» Task item
Please quote only the lines that start at the one with "Query: grass" and go on to the last line of the data, both ends kept.
(Recorded data begins)
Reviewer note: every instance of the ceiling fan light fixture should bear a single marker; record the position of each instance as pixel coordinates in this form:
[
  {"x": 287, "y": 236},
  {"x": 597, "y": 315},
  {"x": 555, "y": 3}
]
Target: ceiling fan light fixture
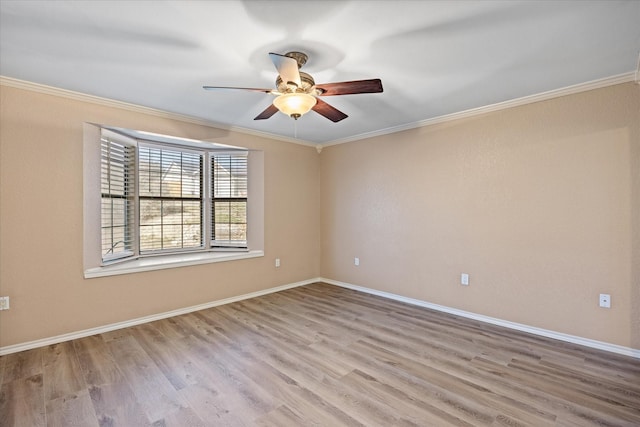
[{"x": 295, "y": 104}]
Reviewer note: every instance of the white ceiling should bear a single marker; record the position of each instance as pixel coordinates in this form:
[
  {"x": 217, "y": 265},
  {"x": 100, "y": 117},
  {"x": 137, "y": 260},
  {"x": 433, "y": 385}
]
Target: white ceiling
[{"x": 435, "y": 58}]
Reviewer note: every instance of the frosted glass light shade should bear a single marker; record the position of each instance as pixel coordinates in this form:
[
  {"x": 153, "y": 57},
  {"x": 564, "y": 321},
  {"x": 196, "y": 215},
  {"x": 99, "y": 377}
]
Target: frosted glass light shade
[{"x": 295, "y": 104}]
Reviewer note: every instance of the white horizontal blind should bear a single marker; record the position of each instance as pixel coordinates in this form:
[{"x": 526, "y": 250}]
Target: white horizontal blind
[
  {"x": 117, "y": 198},
  {"x": 229, "y": 200},
  {"x": 170, "y": 199}
]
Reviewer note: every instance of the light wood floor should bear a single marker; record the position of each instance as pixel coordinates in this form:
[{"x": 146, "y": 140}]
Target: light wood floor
[{"x": 318, "y": 355}]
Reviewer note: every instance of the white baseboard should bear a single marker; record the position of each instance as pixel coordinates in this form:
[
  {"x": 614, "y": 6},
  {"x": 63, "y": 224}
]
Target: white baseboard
[
  {"x": 627, "y": 351},
  {"x": 146, "y": 319},
  {"x": 600, "y": 345}
]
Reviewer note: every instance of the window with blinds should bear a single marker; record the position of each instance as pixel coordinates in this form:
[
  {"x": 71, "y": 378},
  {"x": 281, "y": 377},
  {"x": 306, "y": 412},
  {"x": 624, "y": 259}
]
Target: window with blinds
[
  {"x": 170, "y": 198},
  {"x": 117, "y": 172},
  {"x": 166, "y": 198},
  {"x": 229, "y": 200}
]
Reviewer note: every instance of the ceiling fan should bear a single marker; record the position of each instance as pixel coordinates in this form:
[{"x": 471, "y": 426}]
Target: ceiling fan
[{"x": 297, "y": 93}]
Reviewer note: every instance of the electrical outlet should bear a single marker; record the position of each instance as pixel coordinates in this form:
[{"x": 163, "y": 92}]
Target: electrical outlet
[{"x": 464, "y": 279}]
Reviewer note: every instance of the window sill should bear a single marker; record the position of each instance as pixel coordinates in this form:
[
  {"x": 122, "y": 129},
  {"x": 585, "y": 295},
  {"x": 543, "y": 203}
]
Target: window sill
[{"x": 168, "y": 261}]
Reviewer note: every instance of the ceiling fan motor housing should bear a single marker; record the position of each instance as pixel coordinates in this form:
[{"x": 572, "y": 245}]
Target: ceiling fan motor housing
[{"x": 307, "y": 86}]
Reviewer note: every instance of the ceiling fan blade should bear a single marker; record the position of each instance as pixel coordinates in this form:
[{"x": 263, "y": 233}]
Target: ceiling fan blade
[
  {"x": 268, "y": 112},
  {"x": 351, "y": 88},
  {"x": 252, "y": 89},
  {"x": 328, "y": 111},
  {"x": 287, "y": 68}
]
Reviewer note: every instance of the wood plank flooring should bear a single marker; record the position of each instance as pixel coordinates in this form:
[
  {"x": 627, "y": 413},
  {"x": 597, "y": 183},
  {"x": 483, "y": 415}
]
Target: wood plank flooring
[{"x": 318, "y": 355}]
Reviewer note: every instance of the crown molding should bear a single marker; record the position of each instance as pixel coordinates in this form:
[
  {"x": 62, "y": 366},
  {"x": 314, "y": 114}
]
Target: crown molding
[
  {"x": 556, "y": 93},
  {"x": 83, "y": 97}
]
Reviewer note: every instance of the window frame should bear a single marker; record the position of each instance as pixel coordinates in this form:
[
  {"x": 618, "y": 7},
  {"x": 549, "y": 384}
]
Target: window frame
[{"x": 94, "y": 266}]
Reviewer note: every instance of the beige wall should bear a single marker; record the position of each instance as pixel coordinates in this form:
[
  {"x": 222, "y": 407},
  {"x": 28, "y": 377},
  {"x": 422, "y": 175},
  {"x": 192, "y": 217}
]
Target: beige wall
[
  {"x": 539, "y": 204},
  {"x": 41, "y": 266}
]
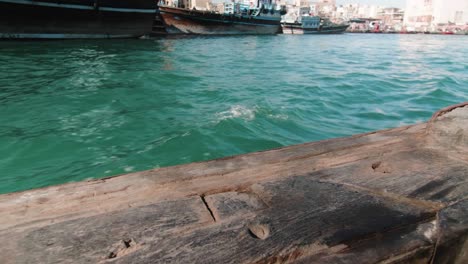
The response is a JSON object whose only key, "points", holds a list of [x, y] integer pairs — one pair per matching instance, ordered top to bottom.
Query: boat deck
{"points": [[397, 195]]}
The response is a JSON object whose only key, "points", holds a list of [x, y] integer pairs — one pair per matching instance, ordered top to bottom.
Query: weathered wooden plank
{"points": [[391, 196]]}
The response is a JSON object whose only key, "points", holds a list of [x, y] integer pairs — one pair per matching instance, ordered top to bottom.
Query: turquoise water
{"points": [[72, 110]]}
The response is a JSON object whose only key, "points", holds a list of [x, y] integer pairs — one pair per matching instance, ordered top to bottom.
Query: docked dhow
{"points": [[74, 19], [231, 19]]}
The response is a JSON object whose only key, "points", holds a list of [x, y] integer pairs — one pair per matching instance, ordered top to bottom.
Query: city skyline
{"points": [[387, 3]]}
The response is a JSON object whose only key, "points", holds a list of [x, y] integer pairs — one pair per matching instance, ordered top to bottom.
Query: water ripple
{"points": [[79, 109]]}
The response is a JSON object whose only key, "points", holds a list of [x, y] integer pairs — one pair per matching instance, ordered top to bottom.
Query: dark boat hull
{"points": [[73, 19], [183, 21], [295, 28]]}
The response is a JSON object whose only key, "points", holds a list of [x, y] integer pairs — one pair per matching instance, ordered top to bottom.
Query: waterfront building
{"points": [[424, 15]]}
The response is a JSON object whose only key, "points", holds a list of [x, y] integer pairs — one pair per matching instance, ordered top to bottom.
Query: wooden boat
{"points": [[65, 19], [241, 19], [312, 25], [391, 196]]}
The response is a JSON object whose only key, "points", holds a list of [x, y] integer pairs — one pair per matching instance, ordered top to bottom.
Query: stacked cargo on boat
{"points": [[226, 19]]}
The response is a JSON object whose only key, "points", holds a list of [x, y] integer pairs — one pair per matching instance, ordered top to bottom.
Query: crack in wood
{"points": [[208, 207]]}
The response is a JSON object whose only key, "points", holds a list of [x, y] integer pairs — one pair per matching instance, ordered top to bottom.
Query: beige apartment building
{"points": [[426, 14]]}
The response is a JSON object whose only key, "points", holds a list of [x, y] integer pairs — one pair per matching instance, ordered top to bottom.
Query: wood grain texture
{"points": [[392, 196]]}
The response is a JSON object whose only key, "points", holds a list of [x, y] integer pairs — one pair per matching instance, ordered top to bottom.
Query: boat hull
{"points": [[73, 19], [183, 21], [297, 29]]}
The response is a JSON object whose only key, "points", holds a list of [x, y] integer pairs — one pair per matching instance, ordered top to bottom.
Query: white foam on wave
{"points": [[237, 111]]}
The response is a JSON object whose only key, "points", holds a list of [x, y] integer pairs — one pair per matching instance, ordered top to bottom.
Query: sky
{"points": [[387, 3]]}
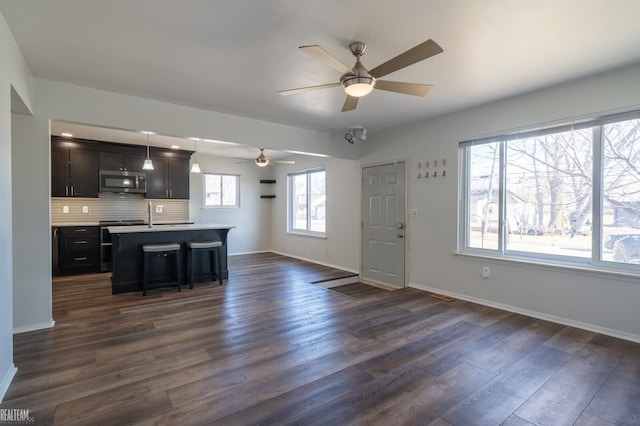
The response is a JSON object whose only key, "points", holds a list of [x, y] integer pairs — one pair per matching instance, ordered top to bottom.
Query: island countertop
{"points": [[165, 228], [128, 259]]}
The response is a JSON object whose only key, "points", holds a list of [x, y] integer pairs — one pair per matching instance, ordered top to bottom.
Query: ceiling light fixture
{"points": [[358, 82], [262, 160], [148, 165], [195, 167]]}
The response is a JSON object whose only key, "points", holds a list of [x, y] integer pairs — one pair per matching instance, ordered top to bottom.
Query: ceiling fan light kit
{"points": [[358, 81]]}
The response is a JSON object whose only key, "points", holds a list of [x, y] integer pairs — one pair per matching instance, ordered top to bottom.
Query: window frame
{"points": [[222, 175], [291, 229], [596, 261]]}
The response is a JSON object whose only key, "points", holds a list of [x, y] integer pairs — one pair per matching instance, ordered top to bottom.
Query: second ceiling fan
{"points": [[358, 81]]}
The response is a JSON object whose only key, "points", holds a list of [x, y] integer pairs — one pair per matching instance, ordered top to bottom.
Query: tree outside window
{"points": [[571, 194], [307, 202]]}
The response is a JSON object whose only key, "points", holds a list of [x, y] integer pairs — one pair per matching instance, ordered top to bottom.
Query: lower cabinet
{"points": [[79, 249]]}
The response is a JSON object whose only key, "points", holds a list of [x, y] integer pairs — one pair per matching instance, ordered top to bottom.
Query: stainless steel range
{"points": [[105, 240]]}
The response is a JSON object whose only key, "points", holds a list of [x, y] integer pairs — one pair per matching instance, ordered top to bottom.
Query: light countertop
{"points": [[164, 228]]}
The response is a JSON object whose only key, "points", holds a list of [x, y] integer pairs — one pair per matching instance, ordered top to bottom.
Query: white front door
{"points": [[383, 189]]}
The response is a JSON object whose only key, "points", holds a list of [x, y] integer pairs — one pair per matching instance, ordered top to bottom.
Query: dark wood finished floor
{"points": [[269, 348]]}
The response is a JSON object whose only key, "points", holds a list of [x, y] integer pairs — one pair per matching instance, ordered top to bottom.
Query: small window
{"points": [[221, 190], [307, 202]]}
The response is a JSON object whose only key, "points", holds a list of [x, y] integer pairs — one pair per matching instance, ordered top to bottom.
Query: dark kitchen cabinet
{"points": [[118, 161], [74, 171], [169, 177], [78, 249]]}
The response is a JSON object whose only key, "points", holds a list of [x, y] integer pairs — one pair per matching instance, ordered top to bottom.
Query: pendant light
{"points": [[148, 165], [195, 167]]}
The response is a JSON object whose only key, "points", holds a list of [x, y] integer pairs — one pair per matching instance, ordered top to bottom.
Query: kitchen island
{"points": [[127, 252]]}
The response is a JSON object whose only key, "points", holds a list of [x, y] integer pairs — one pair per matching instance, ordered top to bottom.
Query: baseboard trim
{"points": [[240, 253], [330, 265], [534, 314], [34, 327], [6, 380]]}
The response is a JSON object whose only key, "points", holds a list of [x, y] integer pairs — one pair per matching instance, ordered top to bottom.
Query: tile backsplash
{"points": [[116, 207]]}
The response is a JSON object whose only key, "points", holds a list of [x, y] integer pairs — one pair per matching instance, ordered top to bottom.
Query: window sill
{"points": [[588, 270]]}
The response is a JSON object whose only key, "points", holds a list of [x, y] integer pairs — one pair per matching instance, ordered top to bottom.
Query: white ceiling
{"points": [[232, 56]]}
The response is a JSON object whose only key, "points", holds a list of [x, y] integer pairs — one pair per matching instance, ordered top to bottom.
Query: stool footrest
{"points": [[204, 244], [160, 247]]}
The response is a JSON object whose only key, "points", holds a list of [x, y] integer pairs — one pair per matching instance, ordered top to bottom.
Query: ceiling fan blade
{"points": [[419, 53], [323, 56], [307, 89], [414, 89], [350, 103]]}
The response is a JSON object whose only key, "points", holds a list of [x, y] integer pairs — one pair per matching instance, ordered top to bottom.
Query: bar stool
{"points": [[209, 247], [163, 250]]}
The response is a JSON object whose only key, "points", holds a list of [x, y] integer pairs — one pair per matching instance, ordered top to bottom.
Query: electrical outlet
{"points": [[486, 272]]}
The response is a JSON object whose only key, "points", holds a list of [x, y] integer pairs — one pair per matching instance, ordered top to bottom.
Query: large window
{"points": [[221, 190], [569, 194], [307, 202]]}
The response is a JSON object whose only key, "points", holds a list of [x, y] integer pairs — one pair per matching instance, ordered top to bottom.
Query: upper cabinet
{"points": [[76, 165], [73, 171], [169, 177]]}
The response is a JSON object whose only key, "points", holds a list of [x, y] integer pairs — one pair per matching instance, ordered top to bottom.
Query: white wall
{"points": [[16, 93], [84, 105], [252, 218], [31, 224], [341, 247], [604, 303]]}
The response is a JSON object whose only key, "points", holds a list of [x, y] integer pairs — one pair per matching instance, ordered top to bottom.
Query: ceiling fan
{"points": [[358, 81], [264, 161]]}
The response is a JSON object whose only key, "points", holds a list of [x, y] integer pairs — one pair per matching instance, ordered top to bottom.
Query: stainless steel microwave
{"points": [[122, 181]]}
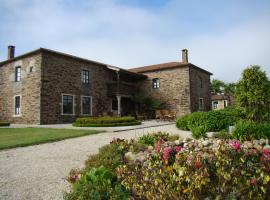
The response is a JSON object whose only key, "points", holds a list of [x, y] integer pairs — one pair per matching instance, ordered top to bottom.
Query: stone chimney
{"points": [[11, 52], [185, 56]]}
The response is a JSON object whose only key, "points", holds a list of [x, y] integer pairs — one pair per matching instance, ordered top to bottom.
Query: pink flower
{"points": [[236, 145], [178, 148], [167, 152], [253, 181]]}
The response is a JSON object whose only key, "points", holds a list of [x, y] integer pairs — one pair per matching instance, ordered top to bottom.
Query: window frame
{"points": [[18, 74], [85, 76], [155, 83], [91, 103], [73, 104], [20, 106], [201, 106]]}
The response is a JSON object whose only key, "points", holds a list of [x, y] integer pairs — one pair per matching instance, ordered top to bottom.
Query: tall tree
{"points": [[253, 94]]}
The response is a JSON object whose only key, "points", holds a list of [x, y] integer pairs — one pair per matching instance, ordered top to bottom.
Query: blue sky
{"points": [[222, 36]]}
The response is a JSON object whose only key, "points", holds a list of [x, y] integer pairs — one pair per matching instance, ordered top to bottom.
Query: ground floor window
{"points": [[67, 104], [201, 104], [17, 105], [86, 105], [114, 105]]}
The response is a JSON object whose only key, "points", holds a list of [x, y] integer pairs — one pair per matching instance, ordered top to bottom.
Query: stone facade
{"points": [[47, 75], [180, 88], [28, 89]]}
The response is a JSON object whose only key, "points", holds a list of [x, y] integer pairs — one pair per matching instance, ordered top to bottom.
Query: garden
{"points": [[234, 163]]}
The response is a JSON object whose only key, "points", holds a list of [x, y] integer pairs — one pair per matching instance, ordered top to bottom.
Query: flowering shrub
{"points": [[228, 170]]}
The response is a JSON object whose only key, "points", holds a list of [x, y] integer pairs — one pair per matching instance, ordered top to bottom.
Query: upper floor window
{"points": [[18, 74], [85, 76], [155, 83], [17, 105], [67, 105]]}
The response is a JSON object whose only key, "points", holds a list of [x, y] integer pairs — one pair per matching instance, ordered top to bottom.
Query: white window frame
{"points": [[91, 103], [201, 108], [14, 110], [73, 110]]}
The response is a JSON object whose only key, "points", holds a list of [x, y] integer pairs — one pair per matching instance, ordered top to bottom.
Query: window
{"points": [[18, 74], [85, 76], [155, 83], [201, 104], [215, 104], [17, 105], [67, 105], [86, 105], [114, 105]]}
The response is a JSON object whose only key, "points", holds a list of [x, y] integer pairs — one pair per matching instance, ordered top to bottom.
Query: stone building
{"points": [[47, 87]]}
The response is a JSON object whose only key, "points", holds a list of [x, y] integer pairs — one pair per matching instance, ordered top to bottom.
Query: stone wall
{"points": [[62, 75], [28, 88], [200, 88], [174, 91]]}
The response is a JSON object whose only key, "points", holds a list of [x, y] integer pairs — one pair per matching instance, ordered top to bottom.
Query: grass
{"points": [[20, 137]]}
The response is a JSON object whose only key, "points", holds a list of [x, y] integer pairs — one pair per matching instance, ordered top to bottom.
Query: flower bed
{"points": [[106, 121], [4, 123], [182, 169]]}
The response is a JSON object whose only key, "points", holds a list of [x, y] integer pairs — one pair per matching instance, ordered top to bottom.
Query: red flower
{"points": [[236, 145], [178, 148], [167, 152], [198, 163], [253, 181]]}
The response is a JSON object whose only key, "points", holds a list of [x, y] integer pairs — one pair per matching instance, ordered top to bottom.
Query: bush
{"points": [[106, 121], [201, 122], [182, 123], [4, 124], [248, 130], [228, 171], [97, 183]]}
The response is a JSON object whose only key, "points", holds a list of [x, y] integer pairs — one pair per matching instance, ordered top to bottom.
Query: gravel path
{"points": [[38, 172]]}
(Recorded data ends)
» Answer area
Query: grass
{"points": [[20, 137]]}
The response is a JSON object whose only key, "points", holds a list of [x, y] integer pairs — one pair per matching instance, ordered top to bottom.
Query: flower bed
{"points": [[106, 121], [4, 123], [182, 169]]}
The response is a JSON object whose only key, "points", holds a list of [x, y] integer pairs — one pair per matching instance, ordered top to bottom.
Query: red flower
{"points": [[236, 145], [178, 148], [167, 152], [198, 163], [253, 181]]}
The response is a JSON object whose only key, "points", holds a list of [x, y] integer pairs — one pair per matching instance, ordered top to bottom.
Query: bush
{"points": [[106, 121], [201, 122], [182, 123], [4, 124], [248, 130], [228, 171], [97, 183]]}
The response is a JSON object whose only key, "points", holds a list of [x, y] integer pairs — one pair per matching instance, ordered top to bottom.
Query: gravel path
{"points": [[38, 172]]}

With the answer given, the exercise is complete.